> **HOW TO COMPLETE THIS TASK**
Go over the records and copy every line with the string "ball".

Point localization data
──────────────────────────────

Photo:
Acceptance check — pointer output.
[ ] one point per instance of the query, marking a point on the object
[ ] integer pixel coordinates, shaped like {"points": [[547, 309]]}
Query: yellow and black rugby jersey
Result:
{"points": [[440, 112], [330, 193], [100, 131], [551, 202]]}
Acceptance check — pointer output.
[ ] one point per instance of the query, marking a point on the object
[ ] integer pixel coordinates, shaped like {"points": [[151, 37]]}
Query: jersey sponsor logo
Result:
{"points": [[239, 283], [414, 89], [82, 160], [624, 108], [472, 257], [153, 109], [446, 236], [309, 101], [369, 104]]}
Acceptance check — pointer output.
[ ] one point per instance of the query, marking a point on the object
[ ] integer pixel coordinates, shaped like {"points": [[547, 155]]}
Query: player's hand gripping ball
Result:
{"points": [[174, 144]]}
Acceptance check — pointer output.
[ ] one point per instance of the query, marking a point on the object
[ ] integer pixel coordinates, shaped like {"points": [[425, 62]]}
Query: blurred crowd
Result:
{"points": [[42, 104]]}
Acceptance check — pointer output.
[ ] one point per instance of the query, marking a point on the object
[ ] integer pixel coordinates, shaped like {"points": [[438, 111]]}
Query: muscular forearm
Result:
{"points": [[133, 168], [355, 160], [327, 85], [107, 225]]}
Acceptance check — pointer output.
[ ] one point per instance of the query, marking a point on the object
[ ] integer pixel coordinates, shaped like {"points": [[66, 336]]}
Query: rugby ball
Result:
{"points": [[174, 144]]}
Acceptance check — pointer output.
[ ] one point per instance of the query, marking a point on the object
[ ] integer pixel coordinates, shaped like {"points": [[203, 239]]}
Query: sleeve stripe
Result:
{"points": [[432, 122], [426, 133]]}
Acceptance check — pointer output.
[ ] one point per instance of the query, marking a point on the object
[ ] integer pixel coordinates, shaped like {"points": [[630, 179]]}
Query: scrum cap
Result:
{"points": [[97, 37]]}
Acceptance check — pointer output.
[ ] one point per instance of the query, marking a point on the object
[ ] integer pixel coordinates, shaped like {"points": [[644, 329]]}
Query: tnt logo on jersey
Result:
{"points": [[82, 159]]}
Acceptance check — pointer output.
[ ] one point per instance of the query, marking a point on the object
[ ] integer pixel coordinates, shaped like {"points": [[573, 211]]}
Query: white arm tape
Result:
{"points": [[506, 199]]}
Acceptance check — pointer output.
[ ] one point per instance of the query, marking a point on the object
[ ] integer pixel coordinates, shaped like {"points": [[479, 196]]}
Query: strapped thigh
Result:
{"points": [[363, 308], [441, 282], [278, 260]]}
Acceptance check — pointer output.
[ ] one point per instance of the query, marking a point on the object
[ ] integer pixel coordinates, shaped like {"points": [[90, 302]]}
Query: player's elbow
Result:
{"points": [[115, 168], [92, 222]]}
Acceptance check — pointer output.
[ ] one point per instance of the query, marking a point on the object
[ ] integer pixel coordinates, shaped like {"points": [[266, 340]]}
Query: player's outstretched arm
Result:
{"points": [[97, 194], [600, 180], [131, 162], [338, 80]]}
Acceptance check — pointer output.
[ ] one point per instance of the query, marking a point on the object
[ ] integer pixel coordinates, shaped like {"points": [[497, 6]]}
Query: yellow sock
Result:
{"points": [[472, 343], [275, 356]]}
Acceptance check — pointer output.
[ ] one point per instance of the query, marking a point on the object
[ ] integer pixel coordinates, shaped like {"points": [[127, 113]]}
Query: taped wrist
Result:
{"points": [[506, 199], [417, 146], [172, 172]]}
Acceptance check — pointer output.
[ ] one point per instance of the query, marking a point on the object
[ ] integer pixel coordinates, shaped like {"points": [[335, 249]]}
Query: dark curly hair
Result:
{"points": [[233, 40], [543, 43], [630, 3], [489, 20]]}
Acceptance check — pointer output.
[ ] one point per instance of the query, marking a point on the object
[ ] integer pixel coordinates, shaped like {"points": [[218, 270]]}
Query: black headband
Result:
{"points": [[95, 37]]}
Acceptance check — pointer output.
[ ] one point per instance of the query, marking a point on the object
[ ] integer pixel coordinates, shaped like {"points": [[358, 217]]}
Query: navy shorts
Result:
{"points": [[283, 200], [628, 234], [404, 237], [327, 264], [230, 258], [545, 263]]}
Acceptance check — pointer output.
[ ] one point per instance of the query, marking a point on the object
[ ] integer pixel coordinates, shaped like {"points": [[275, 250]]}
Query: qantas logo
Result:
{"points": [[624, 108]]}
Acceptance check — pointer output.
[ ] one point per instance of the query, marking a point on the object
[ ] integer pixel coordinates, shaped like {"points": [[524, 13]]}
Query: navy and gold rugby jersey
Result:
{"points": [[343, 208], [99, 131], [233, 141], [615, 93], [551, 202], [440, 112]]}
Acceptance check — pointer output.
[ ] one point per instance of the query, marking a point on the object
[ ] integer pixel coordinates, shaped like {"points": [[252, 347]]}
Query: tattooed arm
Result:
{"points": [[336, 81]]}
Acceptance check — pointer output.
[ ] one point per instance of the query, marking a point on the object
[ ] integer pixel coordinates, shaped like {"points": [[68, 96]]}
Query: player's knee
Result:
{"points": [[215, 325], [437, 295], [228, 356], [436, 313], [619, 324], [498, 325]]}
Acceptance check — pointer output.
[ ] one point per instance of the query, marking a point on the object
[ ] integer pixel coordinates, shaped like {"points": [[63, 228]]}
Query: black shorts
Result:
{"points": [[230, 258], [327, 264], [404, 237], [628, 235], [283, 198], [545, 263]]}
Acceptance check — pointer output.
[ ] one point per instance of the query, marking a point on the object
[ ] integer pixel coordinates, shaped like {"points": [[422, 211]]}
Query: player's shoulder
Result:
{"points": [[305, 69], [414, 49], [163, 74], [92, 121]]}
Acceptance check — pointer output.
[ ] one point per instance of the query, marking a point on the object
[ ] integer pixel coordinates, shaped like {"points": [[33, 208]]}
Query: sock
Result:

──────────────────────────────

> **RESULT OF THE EXERCISE**
Query: player's hand gripping ball
Query: rugby ball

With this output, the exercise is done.